Parmi les moyens de restauration des dents dépulpées fortement délabrées, le recours à un ancrage radiculaire est pour certains un sujet de discussion, voire de controverse. Pourtant, lorsque le collage d’une restauration adhésive n’est plus possible, il est le seul moyen pour trouver dans la racine la rétention nécessaire au maintien d’une restauration corono-radiculaire (RCR) permettant le rétablissement d’un support adéquat pour recevoir une restauration corono-périphérique (couronne prothétique). Un débat persiste alors entre RCR indirecte (inlay-core) ou directe (à l’aide d’un tenon fibré et d’une résine composite insérée en phase plastique). Si cette dernière est considérée comme plus conservatrice avec un module d’élasticité plus proche de celui de la dentine, les inlays-cores métalliques sont mécaniquement plus résistants intrinsèquement, mais ils transmettent aussi des contraintes plus apicalement dans la racine avec un risque accru de fracture. Chacun des deux types de RCR possède en fait des qualités différentes et donc des indications spécifiques. Avec le développement de la CFAO et de nouveaux matériaux, de nouvelles possibilités existent désormais pour réaliser des RCR indirectes sans recourir aux alliages métalliques. Ces alternatives revêtent un intérêt tout particulier avec l’interdiction du cobalt prévue par l’Union européenne en mai 2025.

EXERCICES À RÉALISER:
• A. D'après le texte sur les restaurations corono-radiculaires, quelle mesure l'Union européenne a-t-elle prévue pour mai 2025 ?
• B. Prolongez le texte sur la restauration des dents dépulpées à la suite de sa dernière phrase.

JEU DE DONNÉES:

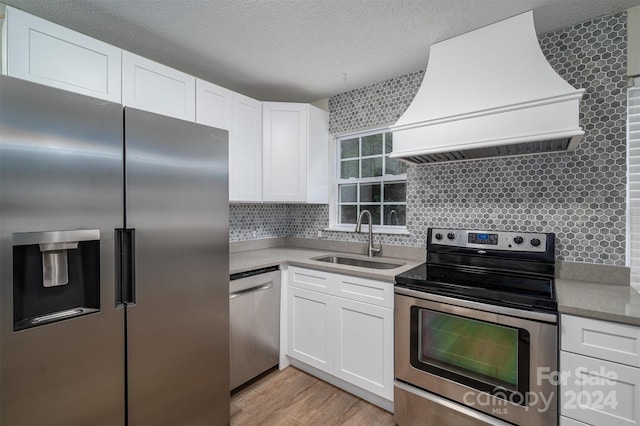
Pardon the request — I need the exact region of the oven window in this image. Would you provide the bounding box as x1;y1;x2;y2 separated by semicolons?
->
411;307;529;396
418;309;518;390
==
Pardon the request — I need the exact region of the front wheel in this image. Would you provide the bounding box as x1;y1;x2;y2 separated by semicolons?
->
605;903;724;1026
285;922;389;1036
* * *
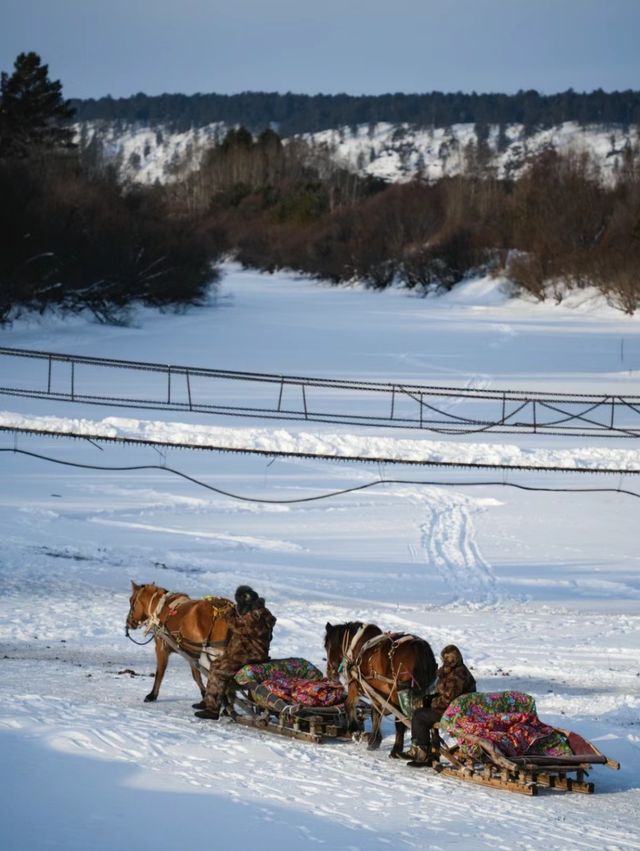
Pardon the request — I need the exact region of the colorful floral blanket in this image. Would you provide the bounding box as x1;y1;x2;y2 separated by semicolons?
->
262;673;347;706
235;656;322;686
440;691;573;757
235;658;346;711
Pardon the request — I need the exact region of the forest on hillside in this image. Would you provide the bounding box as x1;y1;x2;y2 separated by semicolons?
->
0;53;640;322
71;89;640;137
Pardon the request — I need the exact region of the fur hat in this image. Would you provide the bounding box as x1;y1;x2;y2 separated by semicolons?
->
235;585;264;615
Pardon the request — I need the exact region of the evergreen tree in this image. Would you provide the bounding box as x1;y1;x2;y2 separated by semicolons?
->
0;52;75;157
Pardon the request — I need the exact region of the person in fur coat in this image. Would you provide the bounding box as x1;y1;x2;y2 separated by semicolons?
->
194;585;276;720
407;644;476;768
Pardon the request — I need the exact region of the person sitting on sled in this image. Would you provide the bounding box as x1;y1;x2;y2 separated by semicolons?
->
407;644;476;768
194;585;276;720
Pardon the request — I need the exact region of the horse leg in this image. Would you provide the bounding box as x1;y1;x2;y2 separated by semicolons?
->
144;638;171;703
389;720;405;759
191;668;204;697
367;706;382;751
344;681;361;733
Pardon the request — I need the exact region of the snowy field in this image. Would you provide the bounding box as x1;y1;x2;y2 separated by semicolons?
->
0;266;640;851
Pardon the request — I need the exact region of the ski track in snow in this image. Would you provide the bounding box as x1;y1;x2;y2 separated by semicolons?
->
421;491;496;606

RÉPONSES AUX EXERCICES:
• A. L'interdiction du cobalt.

• B.
Les auteurs français de l’étude rapportée se sont ainsi intéressés à la résistance mécanique du PEEK, comparé à plusieurs autres matériaux sans métal capables d’être usinés en inlay-core et à une RCR directe avec tenon fibré. Dans le cadre d’un protocole in vitro, 40 incisives intactes extraites pour raisons parodontales ont reçu un traitement endodontique puis ont été préparées avec une réduction corono-périphérique de 1 mm et en ne conservant que des murs dentinaires de 2 mm de haut pour maintenir un effet de cerclage dentinaire (ferule effect) en accord avec les recommandations de la littérature. Le canal a été désobturé au foret de Gates sur 10 mm pour recevoir un ancrage. 4 groupes de 10 incisives ont alors été constitués : 3 d’entre eux ont été restaurés avec des inlays-cores usinés respectivement dans un bloc de PEEK renforcé à l’oxyde titane (LuxaCam PEEK, DMG), d’Enamic (Vita Zahnfabrik) et de Numerys GF (Itena Clinical). Les dents du 4e groupe ont été restaurées à l’aide du tenon fibré et d’une résine composite dédiée insérée en phase plastique. Un mordançage de la dentine péri-canalaire à l’acide orthophosphorique suivi d’une application d’un adhésif universel a été réalisé pour l’adhésion à la dentine.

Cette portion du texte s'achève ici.